▸ Exercise brief
List the four changes to global governance that Monbiot argues for in the passage below headed "A Conservative-Liberal Alliance."

A Conservative-Liberal Alliance
There is a culture war in America, but it is not between liberals and conservatives. It is between the culture of Empire and the culture of Earth Community. Call those of us on the side of Earth Community progressives—progressive conservatives and progressive liberals. Although we have our differences, we share a commitment to creating a society governed by ordinary people and dedicated to the ideals of liberty, justice, and opportunity for all. Progressives of all stripes act from deeply shared values that resonate with the most basic of Christian values—do not kill, do not steal, love thy neighbor as thyself, and do unto others as you would have them do unto you. Yet just as these are not exclusively liberal or conservative values, neither are they exclusively Christian values. They are universal human values shared by believers in Christianity, Islam, Judaism, Hinduism, Buddhism, and Native spirituality, among others.

George Monbiot

Monbiot’s book, The Age of Consent: A Manifesto for a New World Order, was published in 2003.

The book is an attempt to set out a positive manifesto for change for the global justice movement. Monbiot critiques anarchism and Marxism, arguing that any possible solution to the world’s inequalities must be rooted in a democratic system.

The four main changes to global governance which Monbiot argues for are:
A democratically elected world parliament which would pass resolutions on international issues;
A democratised United Nations General Assembly to replace the unelected UN Security Council;
An International Clearing Union which would automatically discharge trade deficits and prevent the accumulation of debt; and
A Fair Trade Organisation which would regulate world trade in a way that protects the economies of poorer countries.

The book also discusses ways in which these ideas may practically be achieved. Monbiot treads the path of a revolutionary, urging those who suffer the consequences of a global inequality predicated on developing world debt and subservience to utilise this debt and effectively hold the developed world to ransom. He posits that the United States and Western European states are heavily dependent on the existence of this debt, and that when faced with a choice between releasing the developing world from debt and the collapse of the global economy, their internal economic interests will dictate that they opt for the “soft landing” option.

Monbiot’s most recent book, Heat: How to Stop the Planet Burning, published in 2006, focuses on the issue of climate change. In this book, Monbiot argues that a 90% reduction in carbon emissions is necessary in developed countries in order to prevent disastrous changes to the climate. He then sets out to demonstrate how such a reduction could be achieved within the United Kingdom, without a significant fall in living standards, through changes in housing, power supply and transport. Monbiot concludes that such changes are possible but they would require considerable political will.

Duane Elgin

In his most recent book, Promise Ahead: A Vision of Hope and Action for Humanity’s Future (2000), Elgin chronicles how momentous “adversity trends” (such as climate change) are meeting equally momentous “opportunity trends” (such as the global communications revolution). He believes that within two decades, these converging forces will create a global, whole-system crisis where the human family will have the choice of either pulling together to create an evolutionary bounce, or pulling apart to precipitate an evolutionary crash.

Duane Elgin

” I feel that there are a number of equally powerful opportunity trends that have the power to transform what could be an extraordinary evolutionary crash into an evolutionary bounce. The first is the power of perception, the capacity to see the universe as a living system. The second is the power of choice, the power to choose different ways of life (the emergence of simpler ways of living that put less stress on the earth). The third is the power of communication, the power to use these incredible tools of communication for purposes way beyond commerce. And the fourth is the power of love, the ability to bring a spirit of reconciliation into relationships of all kinds.”

▸ Data supplied

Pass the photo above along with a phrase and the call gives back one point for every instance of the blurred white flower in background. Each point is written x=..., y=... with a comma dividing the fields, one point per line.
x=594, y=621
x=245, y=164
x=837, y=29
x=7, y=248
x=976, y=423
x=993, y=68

▸ Output below
1. A democratically elected world parliament which would pass resolutions on international issues
2. A democratised United Nations General Assembly to replace the unelected UN Security Council
3. An International Clearing Union which would automatically discharge trade deficits and prevent the accumulation of debt
4. A Fair Trade Organisation which would regulate world trade in a way that protects the economies of poorer countries